> [Exercise brief]: Every record must be copied exactly, from first line to last.

> [Dataset content]:
□ □ □ □ □ □ □
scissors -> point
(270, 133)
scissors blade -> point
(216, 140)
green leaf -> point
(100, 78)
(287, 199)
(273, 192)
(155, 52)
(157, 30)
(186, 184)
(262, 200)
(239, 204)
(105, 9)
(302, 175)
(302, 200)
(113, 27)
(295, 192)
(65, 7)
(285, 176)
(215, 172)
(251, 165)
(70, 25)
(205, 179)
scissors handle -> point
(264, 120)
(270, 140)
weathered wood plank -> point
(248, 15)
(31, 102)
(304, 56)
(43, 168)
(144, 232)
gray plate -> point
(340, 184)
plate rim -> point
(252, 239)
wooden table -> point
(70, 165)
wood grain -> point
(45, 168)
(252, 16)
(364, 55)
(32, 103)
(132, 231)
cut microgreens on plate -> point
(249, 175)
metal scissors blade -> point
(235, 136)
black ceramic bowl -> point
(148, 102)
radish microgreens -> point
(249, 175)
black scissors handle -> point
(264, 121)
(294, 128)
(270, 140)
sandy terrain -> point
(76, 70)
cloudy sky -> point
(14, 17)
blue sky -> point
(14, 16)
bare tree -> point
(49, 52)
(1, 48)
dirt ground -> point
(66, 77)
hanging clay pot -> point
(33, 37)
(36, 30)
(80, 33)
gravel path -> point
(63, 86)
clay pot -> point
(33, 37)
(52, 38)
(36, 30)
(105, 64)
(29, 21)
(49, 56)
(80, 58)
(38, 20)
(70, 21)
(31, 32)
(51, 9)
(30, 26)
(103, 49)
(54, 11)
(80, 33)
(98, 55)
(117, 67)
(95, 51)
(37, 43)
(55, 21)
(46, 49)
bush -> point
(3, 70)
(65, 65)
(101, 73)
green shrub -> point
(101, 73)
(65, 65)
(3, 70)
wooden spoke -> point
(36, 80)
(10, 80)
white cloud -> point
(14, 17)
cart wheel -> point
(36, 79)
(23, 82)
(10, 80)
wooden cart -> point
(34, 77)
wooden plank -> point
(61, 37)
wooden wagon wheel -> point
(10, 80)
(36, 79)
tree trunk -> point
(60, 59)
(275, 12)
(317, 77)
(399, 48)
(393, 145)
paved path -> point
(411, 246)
□ □ □ □ □ □ □
> [Solution]:
scissors -> point
(270, 133)
scissors blade -> point
(216, 140)
green leaf -> point
(100, 78)
(287, 199)
(273, 192)
(155, 52)
(157, 30)
(186, 184)
(262, 200)
(239, 204)
(105, 9)
(302, 175)
(302, 200)
(113, 27)
(295, 192)
(65, 7)
(285, 176)
(215, 172)
(251, 165)
(70, 25)
(205, 179)
scissors handle -> point
(264, 120)
(270, 140)
weathered wood plank -> point
(248, 15)
(31, 102)
(304, 56)
(43, 168)
(144, 232)
gray plate -> point
(340, 184)
plate rim -> point
(252, 239)
wooden table -> point
(70, 165)
wood grain -> point
(45, 168)
(252, 16)
(364, 55)
(32, 103)
(132, 231)
cut microgreens on plate -> point
(249, 175)
metal scissors blade -> point
(235, 136)
black ceramic bowl -> point
(148, 102)
radish microgreens -> point
(249, 175)
black scissors handle -> point
(264, 121)
(294, 128)
(270, 140)
sandy terrain -> point
(76, 70)
cloudy sky -> point
(14, 17)
blue sky -> point
(14, 16)
bare tree -> point
(49, 52)
(1, 48)
dirt ground -> point
(66, 77)
hanging clay pot -> point
(33, 37)
(36, 30)
(80, 33)
gravel path -> point
(63, 86)
clay pot -> point
(33, 37)
(52, 38)
(36, 30)
(105, 64)
(29, 21)
(49, 56)
(80, 58)
(38, 20)
(70, 21)
(31, 32)
(51, 9)
(30, 26)
(103, 49)
(54, 11)
(80, 33)
(98, 55)
(117, 67)
(95, 51)
(37, 43)
(55, 21)
(46, 49)
bush -> point
(3, 70)
(65, 65)
(101, 73)
green shrub -> point
(101, 73)
(65, 65)
(3, 70)
wooden spoke -> point
(36, 80)
(10, 80)
white cloud -> point
(14, 17)
cart wheel -> point
(36, 79)
(23, 82)
(10, 80)
wooden cart -> point
(34, 77)
wooden plank -> point
(61, 37)
wooden wagon wheel -> point
(10, 80)
(36, 79)
tree trunk -> point
(60, 59)
(275, 12)
(317, 77)
(399, 48)
(393, 145)
paved path -> point
(411, 246)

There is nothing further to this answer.